### WHAT TO WORK ON
Reproduce everything from the line containing "of the monopoly" down to the end of the data, both ends included, and give only those lines. Leave the request lines and their sample coordinates unchanged, but multiply each coordinate in the answer points by 0.65 and round it to a whole number, with halves rounded up.

### ROWS
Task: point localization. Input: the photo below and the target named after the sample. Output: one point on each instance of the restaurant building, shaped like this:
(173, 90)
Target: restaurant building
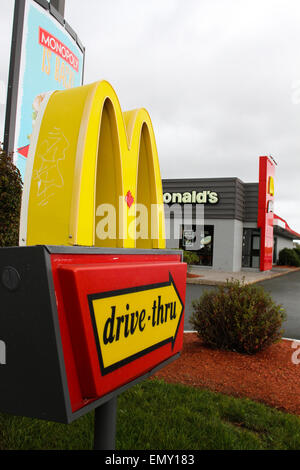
(236, 227)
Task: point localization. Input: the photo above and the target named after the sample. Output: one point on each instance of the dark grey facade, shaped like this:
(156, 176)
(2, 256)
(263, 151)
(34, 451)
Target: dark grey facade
(230, 236)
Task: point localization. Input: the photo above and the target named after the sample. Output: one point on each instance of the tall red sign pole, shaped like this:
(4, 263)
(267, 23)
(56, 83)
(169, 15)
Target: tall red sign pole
(265, 211)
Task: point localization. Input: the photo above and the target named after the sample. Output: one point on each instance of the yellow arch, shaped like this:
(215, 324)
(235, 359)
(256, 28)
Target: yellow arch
(86, 152)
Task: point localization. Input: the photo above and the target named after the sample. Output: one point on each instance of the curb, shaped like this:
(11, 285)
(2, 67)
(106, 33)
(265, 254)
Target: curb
(210, 282)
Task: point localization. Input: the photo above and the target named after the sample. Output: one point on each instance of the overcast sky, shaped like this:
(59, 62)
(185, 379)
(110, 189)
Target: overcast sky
(220, 79)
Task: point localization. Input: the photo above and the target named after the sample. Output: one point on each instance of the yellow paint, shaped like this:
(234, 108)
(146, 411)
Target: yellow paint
(271, 186)
(88, 153)
(130, 323)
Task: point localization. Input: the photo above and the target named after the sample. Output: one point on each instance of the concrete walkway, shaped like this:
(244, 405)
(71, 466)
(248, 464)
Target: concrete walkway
(211, 277)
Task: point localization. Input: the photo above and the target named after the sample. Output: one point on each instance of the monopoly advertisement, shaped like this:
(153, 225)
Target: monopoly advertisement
(50, 60)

### EXERCISE OUTPUT
Task: point localization. Input: the photo above and the target named after the sample. Output: one point on each instance of the monopoly advertisement, shaped like this:
(153, 225)
Target: monopoly advertisement
(33, 39)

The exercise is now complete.